● **YOUR INSTRUCTIONS**:
Show each line of the entries below that contains the string "windshield". The match is case-sensitive.

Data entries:
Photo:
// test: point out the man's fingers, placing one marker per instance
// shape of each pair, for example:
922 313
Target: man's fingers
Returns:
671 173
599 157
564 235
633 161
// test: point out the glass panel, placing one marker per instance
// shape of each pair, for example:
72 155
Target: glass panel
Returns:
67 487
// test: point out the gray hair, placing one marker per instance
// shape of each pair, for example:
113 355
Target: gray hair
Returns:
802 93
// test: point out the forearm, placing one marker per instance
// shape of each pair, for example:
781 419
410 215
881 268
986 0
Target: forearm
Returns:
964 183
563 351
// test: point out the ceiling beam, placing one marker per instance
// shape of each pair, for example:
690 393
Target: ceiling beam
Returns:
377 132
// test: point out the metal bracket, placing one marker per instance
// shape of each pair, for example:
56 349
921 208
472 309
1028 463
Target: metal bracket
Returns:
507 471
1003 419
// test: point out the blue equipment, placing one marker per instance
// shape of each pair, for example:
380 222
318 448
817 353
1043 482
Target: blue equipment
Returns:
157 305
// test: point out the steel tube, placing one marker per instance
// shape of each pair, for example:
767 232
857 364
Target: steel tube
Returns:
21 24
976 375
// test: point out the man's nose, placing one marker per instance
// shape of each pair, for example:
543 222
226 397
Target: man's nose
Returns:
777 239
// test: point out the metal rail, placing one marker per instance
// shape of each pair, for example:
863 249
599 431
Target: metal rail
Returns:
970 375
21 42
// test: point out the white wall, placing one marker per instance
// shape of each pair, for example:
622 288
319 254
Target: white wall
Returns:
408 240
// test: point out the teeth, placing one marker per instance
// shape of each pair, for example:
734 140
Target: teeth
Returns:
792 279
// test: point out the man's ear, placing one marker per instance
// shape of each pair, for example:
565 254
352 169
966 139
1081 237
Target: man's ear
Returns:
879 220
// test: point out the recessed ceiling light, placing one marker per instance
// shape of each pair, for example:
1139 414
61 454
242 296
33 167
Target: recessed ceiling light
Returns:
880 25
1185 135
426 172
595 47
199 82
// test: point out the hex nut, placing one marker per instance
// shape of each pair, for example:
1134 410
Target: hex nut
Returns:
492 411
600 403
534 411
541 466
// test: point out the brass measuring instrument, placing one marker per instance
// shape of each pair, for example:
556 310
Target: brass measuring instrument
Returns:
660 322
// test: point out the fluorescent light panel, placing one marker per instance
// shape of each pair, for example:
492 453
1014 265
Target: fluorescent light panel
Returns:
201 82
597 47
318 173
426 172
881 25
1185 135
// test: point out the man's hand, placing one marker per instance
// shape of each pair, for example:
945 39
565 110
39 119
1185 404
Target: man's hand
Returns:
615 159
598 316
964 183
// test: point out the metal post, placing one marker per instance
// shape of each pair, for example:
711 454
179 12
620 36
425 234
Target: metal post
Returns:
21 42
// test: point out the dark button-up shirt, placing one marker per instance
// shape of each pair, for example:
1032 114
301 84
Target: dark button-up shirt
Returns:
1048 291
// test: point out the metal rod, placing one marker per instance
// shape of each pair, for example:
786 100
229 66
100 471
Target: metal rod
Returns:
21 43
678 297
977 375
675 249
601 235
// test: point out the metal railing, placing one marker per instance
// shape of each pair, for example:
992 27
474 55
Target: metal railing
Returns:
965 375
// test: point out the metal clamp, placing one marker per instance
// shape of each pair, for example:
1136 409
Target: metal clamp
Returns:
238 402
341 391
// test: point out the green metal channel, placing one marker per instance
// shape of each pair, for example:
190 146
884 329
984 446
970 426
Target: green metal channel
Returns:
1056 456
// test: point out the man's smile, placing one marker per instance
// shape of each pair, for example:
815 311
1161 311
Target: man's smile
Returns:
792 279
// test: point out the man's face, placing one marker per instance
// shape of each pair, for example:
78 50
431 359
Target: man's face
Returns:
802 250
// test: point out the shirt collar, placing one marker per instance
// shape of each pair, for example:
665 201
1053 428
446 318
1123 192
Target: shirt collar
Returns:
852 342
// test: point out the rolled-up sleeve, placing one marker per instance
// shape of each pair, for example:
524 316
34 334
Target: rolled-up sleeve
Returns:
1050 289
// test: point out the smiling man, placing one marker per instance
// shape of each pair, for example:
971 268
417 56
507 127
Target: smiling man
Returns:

--

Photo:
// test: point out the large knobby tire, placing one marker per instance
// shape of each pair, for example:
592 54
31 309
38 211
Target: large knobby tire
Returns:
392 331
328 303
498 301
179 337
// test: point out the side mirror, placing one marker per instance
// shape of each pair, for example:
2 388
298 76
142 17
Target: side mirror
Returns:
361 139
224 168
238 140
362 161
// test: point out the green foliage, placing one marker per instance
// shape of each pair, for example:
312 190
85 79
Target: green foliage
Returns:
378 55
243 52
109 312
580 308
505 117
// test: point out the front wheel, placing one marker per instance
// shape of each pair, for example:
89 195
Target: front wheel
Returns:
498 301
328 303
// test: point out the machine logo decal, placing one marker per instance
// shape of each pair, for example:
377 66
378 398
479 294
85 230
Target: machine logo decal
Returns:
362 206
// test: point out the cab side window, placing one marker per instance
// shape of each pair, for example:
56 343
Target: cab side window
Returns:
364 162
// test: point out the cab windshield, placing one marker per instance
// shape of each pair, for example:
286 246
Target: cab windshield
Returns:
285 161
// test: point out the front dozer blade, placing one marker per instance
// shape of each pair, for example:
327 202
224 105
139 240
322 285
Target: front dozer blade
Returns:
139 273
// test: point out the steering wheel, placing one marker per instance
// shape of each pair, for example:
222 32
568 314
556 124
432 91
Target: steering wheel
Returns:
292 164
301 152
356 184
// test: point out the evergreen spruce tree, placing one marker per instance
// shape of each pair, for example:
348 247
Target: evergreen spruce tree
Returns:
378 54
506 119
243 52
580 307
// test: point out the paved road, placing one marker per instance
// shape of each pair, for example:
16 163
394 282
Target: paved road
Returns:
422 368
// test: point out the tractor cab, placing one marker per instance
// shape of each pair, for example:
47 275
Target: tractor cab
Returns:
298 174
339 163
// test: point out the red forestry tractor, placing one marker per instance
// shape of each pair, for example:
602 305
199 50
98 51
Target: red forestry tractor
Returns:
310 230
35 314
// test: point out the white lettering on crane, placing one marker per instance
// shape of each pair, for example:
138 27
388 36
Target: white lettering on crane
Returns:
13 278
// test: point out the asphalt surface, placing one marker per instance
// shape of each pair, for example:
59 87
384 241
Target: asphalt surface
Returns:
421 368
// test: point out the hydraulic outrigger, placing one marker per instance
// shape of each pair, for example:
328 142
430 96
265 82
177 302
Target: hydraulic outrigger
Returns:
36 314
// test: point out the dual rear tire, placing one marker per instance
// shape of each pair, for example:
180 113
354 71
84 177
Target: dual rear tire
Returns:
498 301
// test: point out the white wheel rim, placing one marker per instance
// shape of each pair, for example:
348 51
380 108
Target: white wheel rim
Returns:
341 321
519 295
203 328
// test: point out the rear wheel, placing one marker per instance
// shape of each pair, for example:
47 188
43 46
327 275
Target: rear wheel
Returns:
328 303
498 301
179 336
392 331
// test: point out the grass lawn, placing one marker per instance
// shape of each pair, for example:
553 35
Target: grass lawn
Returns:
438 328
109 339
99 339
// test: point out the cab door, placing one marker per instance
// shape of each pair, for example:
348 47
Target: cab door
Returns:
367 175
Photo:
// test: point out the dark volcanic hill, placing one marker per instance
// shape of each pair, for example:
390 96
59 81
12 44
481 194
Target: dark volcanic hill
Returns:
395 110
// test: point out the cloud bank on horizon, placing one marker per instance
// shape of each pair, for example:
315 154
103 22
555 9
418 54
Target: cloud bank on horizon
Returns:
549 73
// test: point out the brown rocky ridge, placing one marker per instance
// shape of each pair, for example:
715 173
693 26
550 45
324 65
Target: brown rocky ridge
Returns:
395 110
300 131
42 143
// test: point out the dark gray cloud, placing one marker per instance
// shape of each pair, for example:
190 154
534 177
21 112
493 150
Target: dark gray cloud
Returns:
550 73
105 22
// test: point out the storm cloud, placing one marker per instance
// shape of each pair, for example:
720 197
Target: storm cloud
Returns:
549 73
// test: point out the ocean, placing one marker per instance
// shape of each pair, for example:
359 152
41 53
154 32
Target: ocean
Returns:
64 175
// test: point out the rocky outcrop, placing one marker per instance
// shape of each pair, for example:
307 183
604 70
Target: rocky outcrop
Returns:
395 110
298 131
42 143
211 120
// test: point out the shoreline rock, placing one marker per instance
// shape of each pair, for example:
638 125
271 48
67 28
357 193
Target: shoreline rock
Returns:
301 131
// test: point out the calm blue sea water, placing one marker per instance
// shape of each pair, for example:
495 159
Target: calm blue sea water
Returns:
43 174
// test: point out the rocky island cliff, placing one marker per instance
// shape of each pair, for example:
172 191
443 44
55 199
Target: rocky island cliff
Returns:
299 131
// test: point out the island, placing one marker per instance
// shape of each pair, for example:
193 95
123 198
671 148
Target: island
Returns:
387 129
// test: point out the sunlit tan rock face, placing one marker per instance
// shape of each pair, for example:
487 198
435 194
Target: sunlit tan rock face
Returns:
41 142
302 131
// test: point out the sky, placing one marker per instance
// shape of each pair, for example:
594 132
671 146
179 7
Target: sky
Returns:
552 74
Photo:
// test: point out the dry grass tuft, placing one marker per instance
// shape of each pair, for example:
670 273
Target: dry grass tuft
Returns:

● **REPLY TO THE EXERCISE**:
// test: point out the cab windshield, placing one marker per instance
Target: cab windshield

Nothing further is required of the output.